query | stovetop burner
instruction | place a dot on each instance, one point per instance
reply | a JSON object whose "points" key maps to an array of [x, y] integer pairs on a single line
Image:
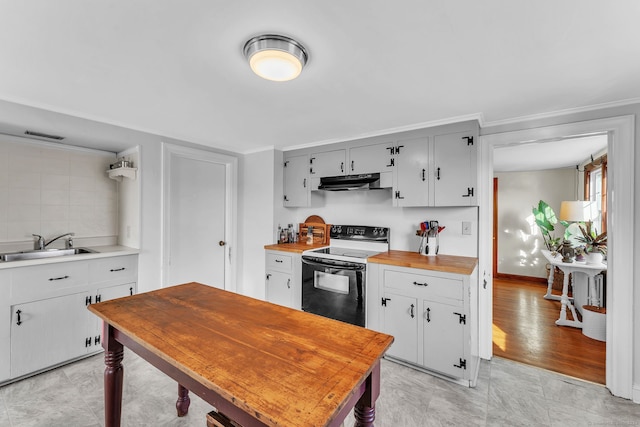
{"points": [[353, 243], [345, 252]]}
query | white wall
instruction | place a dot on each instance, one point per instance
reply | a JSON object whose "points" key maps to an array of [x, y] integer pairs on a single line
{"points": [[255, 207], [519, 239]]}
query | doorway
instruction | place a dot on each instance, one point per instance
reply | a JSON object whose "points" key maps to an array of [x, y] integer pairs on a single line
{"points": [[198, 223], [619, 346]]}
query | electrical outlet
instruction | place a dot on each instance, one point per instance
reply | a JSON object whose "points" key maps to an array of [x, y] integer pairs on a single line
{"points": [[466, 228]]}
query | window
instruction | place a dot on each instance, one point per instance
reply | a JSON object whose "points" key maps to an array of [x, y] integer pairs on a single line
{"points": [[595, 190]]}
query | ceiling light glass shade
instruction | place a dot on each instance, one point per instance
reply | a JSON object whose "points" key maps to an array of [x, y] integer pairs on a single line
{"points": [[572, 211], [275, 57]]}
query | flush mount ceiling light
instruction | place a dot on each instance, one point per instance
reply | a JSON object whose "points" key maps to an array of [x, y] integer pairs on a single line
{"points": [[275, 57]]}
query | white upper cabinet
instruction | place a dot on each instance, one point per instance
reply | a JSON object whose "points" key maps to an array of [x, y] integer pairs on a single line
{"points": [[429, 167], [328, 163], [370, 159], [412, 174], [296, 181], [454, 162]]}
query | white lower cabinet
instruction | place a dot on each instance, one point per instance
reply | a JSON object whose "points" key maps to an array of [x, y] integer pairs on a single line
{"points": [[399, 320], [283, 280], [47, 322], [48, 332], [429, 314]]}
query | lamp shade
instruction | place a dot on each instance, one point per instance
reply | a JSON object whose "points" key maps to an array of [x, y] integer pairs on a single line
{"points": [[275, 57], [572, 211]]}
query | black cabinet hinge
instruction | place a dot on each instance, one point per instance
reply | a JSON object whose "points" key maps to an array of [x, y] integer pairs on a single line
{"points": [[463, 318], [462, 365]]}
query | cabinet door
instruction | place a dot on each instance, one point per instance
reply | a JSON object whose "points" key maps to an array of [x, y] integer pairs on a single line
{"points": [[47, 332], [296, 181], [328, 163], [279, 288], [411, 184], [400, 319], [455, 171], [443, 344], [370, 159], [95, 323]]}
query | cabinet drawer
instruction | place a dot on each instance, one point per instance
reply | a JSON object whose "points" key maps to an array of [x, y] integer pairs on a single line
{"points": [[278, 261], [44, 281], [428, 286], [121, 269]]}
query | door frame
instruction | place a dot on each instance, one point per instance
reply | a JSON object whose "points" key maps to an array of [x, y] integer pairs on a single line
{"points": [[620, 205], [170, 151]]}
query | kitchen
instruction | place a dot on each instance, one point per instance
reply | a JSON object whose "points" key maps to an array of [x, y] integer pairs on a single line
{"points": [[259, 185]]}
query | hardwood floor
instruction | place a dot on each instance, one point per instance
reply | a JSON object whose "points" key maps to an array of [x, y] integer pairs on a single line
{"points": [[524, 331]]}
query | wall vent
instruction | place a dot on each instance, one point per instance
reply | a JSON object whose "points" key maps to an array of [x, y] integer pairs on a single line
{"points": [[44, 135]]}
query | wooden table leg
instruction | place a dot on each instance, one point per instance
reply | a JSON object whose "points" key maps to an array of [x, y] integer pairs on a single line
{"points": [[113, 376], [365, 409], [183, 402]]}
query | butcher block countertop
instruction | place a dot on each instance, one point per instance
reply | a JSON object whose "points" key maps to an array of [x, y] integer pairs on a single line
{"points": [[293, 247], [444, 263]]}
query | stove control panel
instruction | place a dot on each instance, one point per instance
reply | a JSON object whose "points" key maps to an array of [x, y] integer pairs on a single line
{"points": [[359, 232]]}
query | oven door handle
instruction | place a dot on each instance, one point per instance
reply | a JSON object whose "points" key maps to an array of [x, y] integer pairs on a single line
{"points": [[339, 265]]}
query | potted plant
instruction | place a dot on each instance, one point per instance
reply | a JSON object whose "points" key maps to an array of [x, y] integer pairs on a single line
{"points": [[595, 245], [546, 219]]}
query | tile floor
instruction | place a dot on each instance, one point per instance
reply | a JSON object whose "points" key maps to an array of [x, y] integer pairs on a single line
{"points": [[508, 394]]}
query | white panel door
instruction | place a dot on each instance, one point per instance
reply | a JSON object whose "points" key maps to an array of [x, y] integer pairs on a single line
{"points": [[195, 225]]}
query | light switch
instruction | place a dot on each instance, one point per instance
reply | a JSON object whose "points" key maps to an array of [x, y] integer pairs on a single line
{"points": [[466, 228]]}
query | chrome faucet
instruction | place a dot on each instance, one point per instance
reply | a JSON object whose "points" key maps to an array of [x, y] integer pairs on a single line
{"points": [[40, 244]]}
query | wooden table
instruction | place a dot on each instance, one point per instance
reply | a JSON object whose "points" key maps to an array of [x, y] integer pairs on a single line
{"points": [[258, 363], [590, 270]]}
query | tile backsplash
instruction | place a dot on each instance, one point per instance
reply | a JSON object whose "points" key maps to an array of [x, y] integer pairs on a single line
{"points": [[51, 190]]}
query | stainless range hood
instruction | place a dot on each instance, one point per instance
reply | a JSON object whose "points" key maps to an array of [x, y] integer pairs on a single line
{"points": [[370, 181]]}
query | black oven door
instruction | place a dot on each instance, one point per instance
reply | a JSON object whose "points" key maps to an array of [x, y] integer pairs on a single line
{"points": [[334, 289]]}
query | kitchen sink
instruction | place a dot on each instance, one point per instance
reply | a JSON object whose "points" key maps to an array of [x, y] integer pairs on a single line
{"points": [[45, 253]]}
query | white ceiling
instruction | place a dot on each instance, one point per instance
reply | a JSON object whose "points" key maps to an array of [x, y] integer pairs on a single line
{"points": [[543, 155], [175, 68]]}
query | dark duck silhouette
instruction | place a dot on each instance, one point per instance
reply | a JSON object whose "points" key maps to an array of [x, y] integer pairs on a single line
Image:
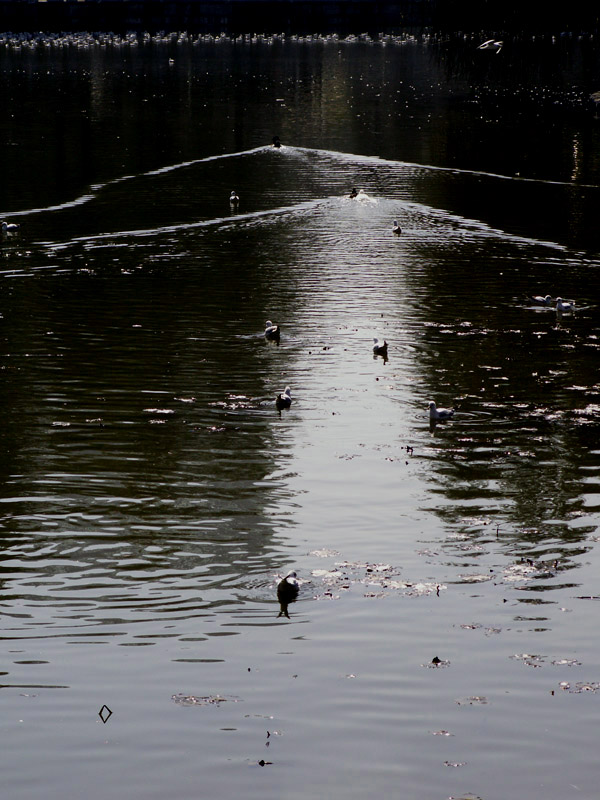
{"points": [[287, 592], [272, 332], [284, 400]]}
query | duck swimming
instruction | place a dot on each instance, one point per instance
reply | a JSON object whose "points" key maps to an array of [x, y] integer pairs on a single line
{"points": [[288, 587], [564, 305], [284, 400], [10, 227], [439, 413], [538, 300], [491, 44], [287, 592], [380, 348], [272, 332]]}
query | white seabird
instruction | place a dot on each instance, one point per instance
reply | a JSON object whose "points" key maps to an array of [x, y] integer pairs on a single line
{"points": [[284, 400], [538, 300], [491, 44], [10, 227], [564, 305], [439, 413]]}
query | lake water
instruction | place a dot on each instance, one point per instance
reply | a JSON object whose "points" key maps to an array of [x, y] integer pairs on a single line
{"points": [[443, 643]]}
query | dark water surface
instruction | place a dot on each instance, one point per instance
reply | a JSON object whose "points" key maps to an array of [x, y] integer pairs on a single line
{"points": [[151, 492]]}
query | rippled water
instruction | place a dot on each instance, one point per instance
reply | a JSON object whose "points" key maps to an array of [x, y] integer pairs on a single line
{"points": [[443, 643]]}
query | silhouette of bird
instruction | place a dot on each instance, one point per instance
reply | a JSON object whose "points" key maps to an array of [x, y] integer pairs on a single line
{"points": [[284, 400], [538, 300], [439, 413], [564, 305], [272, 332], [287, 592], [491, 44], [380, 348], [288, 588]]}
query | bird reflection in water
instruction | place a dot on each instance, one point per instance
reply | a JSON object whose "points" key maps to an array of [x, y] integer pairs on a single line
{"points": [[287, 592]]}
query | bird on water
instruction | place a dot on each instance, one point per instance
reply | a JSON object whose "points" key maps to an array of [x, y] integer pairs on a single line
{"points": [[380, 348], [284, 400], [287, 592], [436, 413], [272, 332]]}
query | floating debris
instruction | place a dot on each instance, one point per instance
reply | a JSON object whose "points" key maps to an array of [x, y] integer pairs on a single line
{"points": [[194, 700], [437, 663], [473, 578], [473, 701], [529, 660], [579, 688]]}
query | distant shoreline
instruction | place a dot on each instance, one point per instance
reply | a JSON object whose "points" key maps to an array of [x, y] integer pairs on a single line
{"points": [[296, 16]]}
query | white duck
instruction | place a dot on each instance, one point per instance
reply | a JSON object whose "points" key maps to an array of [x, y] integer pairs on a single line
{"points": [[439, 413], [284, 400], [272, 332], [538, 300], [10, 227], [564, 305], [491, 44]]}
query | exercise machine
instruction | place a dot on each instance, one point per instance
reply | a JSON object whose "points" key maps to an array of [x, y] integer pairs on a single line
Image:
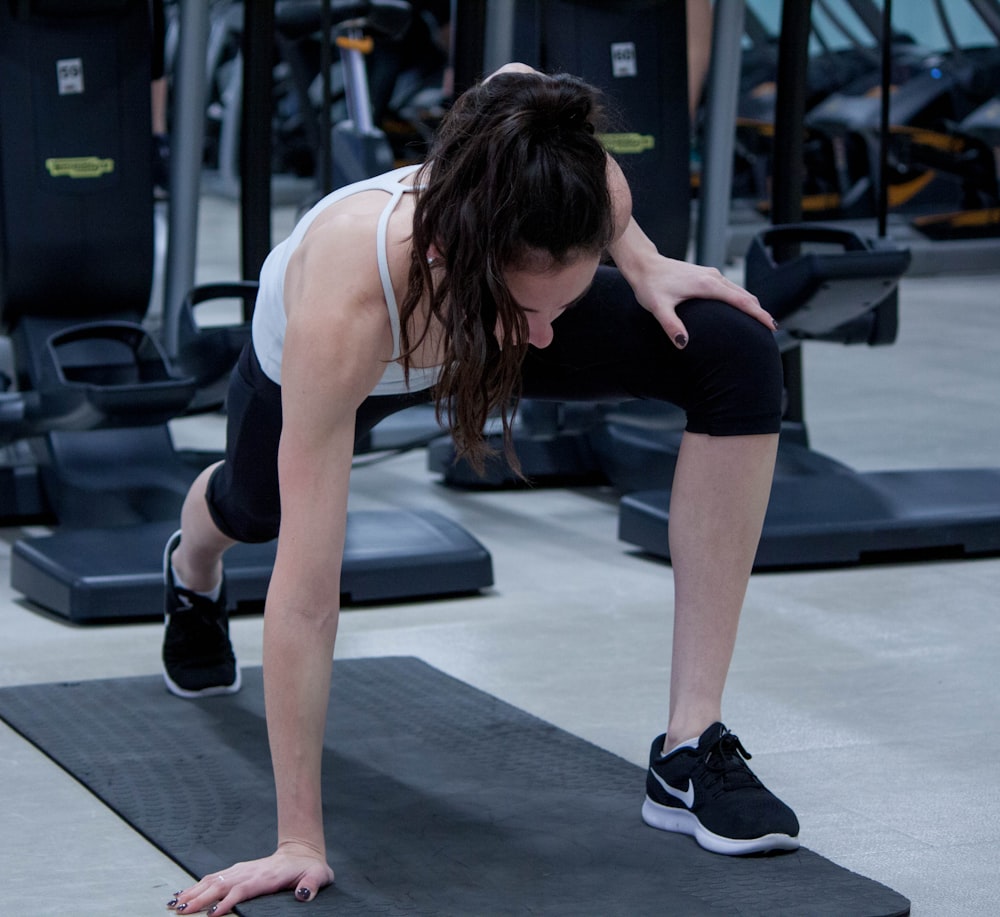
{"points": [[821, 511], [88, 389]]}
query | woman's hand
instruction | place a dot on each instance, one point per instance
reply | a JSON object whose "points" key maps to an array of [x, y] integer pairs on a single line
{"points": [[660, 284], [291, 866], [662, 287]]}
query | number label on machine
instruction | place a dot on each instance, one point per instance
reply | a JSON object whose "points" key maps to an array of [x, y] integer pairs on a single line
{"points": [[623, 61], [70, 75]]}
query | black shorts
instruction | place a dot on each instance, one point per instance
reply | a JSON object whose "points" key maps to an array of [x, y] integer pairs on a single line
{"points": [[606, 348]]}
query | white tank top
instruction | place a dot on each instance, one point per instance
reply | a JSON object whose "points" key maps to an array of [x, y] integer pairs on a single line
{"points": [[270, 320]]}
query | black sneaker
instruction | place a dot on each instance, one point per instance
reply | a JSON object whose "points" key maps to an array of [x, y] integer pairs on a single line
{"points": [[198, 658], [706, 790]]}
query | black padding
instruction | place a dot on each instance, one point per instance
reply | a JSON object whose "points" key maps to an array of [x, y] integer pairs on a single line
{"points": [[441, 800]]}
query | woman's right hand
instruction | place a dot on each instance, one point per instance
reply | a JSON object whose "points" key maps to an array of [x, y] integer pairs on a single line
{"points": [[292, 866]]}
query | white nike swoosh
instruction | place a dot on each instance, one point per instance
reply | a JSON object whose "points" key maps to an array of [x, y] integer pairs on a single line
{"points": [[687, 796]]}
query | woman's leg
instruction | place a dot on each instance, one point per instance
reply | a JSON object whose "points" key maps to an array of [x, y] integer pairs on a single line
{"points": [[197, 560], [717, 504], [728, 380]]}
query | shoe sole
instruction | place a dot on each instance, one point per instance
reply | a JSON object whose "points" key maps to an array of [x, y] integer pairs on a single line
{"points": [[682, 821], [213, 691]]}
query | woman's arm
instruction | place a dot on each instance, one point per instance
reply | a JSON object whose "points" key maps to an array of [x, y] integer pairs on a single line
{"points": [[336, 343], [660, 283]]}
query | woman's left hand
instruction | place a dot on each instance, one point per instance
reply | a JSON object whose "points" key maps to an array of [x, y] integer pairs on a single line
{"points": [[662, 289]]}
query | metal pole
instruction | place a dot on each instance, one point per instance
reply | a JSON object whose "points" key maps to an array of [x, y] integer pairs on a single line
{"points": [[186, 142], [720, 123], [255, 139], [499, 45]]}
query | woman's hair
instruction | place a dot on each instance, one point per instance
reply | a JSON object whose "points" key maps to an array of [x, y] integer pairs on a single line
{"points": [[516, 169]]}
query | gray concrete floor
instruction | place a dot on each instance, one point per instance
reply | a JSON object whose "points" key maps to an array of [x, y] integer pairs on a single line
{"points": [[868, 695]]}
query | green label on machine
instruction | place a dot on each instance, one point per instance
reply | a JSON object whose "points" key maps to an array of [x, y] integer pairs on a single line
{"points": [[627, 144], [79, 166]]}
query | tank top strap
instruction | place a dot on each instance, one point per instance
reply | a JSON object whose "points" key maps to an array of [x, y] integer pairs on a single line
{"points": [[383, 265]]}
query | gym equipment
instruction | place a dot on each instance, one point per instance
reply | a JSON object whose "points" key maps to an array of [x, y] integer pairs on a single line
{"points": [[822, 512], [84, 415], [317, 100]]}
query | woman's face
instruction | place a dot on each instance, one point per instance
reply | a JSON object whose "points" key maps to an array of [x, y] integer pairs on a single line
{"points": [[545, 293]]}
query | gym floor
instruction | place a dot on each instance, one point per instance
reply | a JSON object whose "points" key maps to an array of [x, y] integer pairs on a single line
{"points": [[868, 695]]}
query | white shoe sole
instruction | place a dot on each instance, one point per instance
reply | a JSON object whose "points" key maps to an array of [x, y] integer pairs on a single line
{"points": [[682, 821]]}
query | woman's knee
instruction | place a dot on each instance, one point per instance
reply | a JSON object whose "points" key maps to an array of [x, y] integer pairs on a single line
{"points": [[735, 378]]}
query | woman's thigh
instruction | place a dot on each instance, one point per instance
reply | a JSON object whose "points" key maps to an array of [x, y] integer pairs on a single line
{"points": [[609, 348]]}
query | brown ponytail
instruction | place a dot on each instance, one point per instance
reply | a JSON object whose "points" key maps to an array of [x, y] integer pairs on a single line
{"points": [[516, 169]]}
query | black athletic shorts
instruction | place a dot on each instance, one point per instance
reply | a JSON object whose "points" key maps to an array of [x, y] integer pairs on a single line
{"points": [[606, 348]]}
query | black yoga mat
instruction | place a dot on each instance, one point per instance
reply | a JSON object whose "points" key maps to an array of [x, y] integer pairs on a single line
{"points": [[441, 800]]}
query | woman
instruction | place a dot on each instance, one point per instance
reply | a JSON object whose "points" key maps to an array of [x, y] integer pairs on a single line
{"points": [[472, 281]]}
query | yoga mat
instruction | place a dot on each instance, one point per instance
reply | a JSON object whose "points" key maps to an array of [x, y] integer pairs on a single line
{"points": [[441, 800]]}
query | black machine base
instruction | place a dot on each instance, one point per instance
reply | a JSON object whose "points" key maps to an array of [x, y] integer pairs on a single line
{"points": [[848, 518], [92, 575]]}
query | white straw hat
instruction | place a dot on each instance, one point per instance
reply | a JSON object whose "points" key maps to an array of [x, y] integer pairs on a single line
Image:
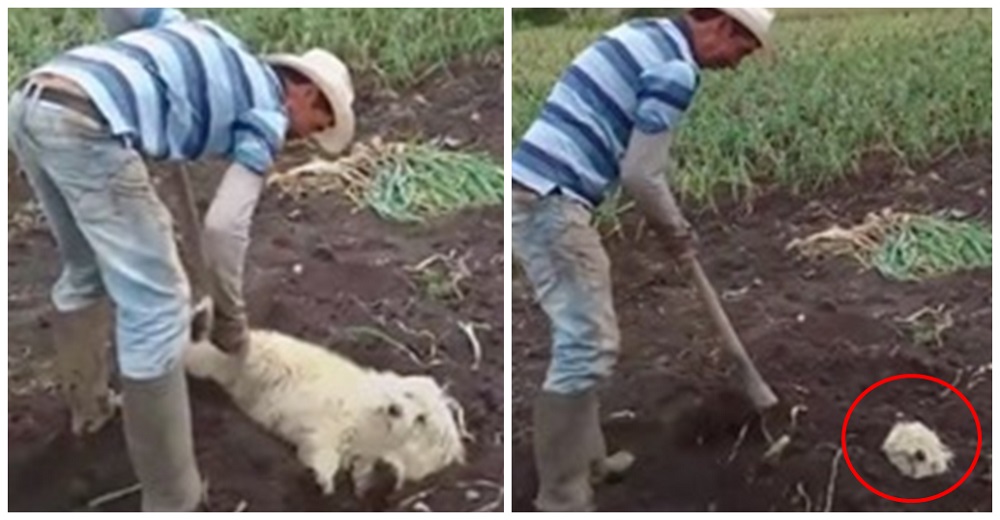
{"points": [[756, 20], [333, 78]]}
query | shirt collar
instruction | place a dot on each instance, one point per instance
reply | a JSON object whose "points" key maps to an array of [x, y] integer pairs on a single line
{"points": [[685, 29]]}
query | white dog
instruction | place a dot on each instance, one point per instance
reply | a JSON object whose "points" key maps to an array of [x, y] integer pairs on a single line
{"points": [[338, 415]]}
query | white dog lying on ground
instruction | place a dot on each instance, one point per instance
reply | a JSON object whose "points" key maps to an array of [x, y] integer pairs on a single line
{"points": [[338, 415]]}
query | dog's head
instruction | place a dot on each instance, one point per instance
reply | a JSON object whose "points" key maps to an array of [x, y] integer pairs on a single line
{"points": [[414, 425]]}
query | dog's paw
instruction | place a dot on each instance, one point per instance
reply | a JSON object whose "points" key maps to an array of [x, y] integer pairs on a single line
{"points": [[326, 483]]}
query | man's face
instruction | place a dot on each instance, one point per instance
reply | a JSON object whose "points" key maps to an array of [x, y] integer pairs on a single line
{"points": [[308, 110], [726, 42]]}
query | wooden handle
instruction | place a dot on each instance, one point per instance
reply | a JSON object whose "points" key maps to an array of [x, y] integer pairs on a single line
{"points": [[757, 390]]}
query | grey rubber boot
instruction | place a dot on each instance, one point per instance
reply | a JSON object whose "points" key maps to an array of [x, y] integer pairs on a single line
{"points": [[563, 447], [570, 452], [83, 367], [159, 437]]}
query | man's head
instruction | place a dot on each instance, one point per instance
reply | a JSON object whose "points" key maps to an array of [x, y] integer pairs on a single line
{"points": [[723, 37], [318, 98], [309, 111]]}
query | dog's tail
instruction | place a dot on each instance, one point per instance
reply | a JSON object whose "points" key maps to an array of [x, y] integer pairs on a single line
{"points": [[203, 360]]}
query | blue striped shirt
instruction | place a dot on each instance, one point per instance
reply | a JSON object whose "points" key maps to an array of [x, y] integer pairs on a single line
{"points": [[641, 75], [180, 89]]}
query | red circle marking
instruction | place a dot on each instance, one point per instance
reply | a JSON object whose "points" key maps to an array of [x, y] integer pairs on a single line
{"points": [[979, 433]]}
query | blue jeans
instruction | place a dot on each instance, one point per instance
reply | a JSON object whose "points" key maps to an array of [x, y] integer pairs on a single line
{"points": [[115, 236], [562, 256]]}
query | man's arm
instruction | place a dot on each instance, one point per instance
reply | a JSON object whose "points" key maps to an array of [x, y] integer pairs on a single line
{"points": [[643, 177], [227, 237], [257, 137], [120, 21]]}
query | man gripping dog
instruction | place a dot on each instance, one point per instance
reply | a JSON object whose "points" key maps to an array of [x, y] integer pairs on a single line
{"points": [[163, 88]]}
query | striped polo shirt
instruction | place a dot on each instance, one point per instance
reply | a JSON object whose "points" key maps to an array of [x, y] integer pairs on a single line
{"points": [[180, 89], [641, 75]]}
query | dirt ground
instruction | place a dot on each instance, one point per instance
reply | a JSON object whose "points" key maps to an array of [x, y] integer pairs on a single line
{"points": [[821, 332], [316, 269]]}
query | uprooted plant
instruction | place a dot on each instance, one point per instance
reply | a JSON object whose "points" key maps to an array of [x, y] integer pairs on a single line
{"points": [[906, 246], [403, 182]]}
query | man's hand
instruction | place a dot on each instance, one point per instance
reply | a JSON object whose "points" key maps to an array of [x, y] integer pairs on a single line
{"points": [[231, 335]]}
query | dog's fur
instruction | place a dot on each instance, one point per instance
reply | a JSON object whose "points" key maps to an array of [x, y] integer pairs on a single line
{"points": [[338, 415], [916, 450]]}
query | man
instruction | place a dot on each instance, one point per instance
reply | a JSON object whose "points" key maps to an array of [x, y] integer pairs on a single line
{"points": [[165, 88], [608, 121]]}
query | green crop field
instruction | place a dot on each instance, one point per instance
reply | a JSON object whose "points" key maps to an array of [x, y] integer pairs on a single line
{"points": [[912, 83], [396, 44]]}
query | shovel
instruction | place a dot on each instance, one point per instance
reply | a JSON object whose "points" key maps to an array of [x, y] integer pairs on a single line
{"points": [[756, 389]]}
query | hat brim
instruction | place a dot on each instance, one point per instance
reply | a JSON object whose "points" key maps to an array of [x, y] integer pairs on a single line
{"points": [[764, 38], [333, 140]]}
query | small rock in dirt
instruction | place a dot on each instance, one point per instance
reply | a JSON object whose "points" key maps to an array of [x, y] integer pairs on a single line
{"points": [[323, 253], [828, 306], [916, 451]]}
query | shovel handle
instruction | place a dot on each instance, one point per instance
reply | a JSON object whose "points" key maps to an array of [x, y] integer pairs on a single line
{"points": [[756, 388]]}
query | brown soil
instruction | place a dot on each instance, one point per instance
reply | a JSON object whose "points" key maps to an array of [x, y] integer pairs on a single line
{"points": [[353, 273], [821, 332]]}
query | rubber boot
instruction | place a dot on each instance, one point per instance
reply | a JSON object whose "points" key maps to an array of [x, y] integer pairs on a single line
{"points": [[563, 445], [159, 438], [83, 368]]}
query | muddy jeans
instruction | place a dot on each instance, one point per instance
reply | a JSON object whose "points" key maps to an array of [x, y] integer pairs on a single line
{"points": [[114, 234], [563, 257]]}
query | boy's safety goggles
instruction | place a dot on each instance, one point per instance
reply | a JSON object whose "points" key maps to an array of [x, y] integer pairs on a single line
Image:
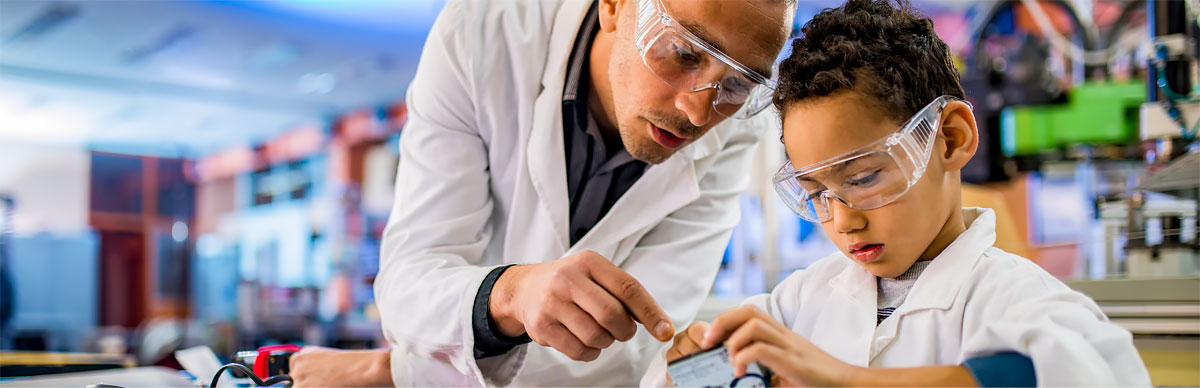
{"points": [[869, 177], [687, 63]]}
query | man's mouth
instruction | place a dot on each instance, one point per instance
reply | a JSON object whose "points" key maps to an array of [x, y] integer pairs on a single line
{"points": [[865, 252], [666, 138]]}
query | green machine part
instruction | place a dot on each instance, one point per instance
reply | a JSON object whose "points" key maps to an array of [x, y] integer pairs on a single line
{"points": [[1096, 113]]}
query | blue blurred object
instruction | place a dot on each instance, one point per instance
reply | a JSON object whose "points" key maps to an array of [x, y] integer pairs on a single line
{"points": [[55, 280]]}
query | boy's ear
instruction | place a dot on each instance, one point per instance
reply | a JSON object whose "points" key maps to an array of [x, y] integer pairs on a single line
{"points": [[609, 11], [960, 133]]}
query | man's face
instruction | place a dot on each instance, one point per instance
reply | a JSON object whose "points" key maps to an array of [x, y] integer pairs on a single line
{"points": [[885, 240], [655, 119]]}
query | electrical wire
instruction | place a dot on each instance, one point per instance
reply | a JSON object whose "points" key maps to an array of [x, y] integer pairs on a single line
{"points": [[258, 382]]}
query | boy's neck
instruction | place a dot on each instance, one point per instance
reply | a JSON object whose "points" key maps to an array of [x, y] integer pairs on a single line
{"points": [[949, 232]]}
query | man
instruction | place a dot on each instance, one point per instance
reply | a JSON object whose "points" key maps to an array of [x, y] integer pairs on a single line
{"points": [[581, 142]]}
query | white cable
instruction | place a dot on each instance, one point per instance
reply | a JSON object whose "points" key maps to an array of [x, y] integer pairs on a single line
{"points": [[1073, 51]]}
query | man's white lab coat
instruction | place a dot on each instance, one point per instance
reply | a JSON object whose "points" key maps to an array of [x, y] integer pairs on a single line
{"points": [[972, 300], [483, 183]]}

******************************

_EXERCISE GOAL_. Copy here each line of the preceding records with "handle" in it.

_PROBLEM SOLUTION_.
query | oven door handle
query | wooden handle
query | shovel handle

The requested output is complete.